Exercise aim:
Please return each record exactly as it stands.

Extracted records:
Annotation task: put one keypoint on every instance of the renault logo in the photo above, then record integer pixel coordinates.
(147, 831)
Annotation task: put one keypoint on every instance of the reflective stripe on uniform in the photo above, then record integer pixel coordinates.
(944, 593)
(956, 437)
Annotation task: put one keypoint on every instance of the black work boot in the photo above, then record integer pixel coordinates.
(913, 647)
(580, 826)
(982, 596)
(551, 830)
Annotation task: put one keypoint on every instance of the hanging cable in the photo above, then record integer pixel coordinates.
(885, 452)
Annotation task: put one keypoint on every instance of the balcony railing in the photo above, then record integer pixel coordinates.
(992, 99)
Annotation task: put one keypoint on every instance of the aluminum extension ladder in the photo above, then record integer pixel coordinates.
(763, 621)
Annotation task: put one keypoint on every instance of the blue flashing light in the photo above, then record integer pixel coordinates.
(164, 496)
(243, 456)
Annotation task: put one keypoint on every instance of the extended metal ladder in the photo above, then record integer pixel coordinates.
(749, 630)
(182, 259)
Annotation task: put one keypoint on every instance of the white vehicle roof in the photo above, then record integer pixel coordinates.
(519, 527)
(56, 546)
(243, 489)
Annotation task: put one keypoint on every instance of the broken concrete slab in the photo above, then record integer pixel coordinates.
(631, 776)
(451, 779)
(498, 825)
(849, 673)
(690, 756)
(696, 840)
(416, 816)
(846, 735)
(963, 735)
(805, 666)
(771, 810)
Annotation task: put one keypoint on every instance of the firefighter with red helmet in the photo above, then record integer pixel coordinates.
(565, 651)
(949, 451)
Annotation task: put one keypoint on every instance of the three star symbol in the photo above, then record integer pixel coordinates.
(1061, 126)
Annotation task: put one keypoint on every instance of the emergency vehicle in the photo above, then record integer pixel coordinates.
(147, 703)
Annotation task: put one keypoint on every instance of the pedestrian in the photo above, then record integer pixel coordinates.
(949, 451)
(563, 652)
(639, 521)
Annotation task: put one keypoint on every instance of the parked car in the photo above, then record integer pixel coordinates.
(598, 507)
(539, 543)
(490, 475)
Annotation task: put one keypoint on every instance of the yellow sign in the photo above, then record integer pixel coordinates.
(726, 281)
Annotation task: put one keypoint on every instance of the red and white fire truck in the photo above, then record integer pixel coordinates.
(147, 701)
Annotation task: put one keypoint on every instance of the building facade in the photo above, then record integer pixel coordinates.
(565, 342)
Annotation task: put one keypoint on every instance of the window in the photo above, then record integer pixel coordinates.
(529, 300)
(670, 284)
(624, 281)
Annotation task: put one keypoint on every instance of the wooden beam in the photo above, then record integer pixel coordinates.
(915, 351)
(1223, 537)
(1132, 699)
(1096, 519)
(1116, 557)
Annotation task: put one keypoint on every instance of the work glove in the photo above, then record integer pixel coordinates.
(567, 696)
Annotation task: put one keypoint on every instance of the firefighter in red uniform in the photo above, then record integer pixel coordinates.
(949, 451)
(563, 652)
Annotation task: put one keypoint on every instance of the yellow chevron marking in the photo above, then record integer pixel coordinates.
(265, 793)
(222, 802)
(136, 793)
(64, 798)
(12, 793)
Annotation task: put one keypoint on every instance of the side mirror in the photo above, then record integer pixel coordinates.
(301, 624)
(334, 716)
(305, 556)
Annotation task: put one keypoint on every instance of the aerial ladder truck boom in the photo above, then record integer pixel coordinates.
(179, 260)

Response to the task:
Annotation task: put one keypoint on every instance of the renault logo in the photo above, then record integer pixel coordinates.
(147, 831)
Annotation task: put one keypoint on every instance of the reflective stripe on uniform in the photo above, then record integer pixel coordinates.
(944, 593)
(956, 437)
Annotation task: put one keypoint on every instance of the black work boot in the photo above, then record integer pixel coordinates.
(913, 647)
(580, 826)
(982, 596)
(551, 830)
Annotation task: put one keypoint on every instance of the hanging cable in the photo above, then record integer pixel coordinates.
(885, 452)
Annotation task: put one keypoint on every instance of the balcony railing in the photo above, then record integer pixel coordinates.
(992, 99)
Annotation task: put one keypoint on every instance of the aluminum extension ladder in the photo above, then record integer pixel coordinates.
(763, 621)
Annotation task: put one keypoint on every instance of the blue flashing light in the photo above, then record integer pixel coordinates.
(164, 496)
(243, 456)
Annotation task: put one keypoint on every instance of the extended metal ladder in the photo above, then record integer pixel coordinates.
(749, 630)
(182, 259)
Annotation task: put one keypoint on every instance of the white vehicle roof in the photo above, then record integer pixel coordinates.
(519, 527)
(56, 546)
(243, 489)
Annotation task: put one keypoint on every instance of the broken concrete slab in the photo above, then record integer pixel coordinates.
(631, 776)
(451, 779)
(498, 825)
(849, 673)
(690, 756)
(696, 840)
(416, 816)
(846, 735)
(963, 735)
(805, 666)
(771, 810)
Annotation task: put one keypoint on every instance of the firefighter with red helmet in the photo above, then record integer pixel coordinates.
(565, 651)
(949, 451)
Annotation task: put one keypoint on every instance of the three star symbol in the photo above, then record integer pixel coordinates.
(1061, 126)
Annotation task: put one keypoint on every instance of the emergency vehicle in the photo above, then record integer pixel coordinates.
(147, 703)
Annotation task: put one keypoint on every instance of the pedestrian in the photo above, then record integer pixel coordinates.
(949, 451)
(563, 652)
(639, 521)
Annotation task: put one keypoint on every instance of the parked car in the photo above, then record integer pixel coordinates.
(598, 507)
(539, 543)
(490, 475)
Annotation task: put one keypoint on every instance of the yellow sign in the photo above, then record integer pixel coordinates.
(726, 281)
Annotation task: put one keypoint on every instance of the red and white fire truck in the photo above, then record integer pixel coordinates.
(147, 701)
Annotation task: put one keypoint on every instance of the building facade in the photo above, then record integer pixel coordinates.
(565, 342)
Annotation task: put one keypoint on every instance of the window in the photo above, then record integer pixel coordinates.
(529, 300)
(670, 284)
(624, 281)
Annotation task: put one keypoint on every instance of the wooden beam in the photo above, then record integer pixel coordinates.
(915, 351)
(1223, 537)
(1132, 699)
(1096, 519)
(1116, 557)
Annotation task: put one keypoint on every instance of the work glove in the photo above, then record integer pixel coordinates.
(567, 696)
Annotation task: put one keypoint on every instance of the firefighter in red uniform in the photo above, then record integer pixel coordinates.
(949, 451)
(563, 652)
Annotation task: put one keypoint on every instance of the yellow chevron marking in the photo above, then record integer pixel coordinates.
(265, 793)
(222, 802)
(136, 793)
(64, 798)
(12, 793)
Annotation task: put one keypoint on every instance of the side mirror in the photo above, then record integer pixel coordinates.
(301, 624)
(334, 716)
(305, 556)
Annotation task: put one keypoint on every instance of the aerial ladder truck boom in the photo above, then record integer pixel coordinates.
(179, 260)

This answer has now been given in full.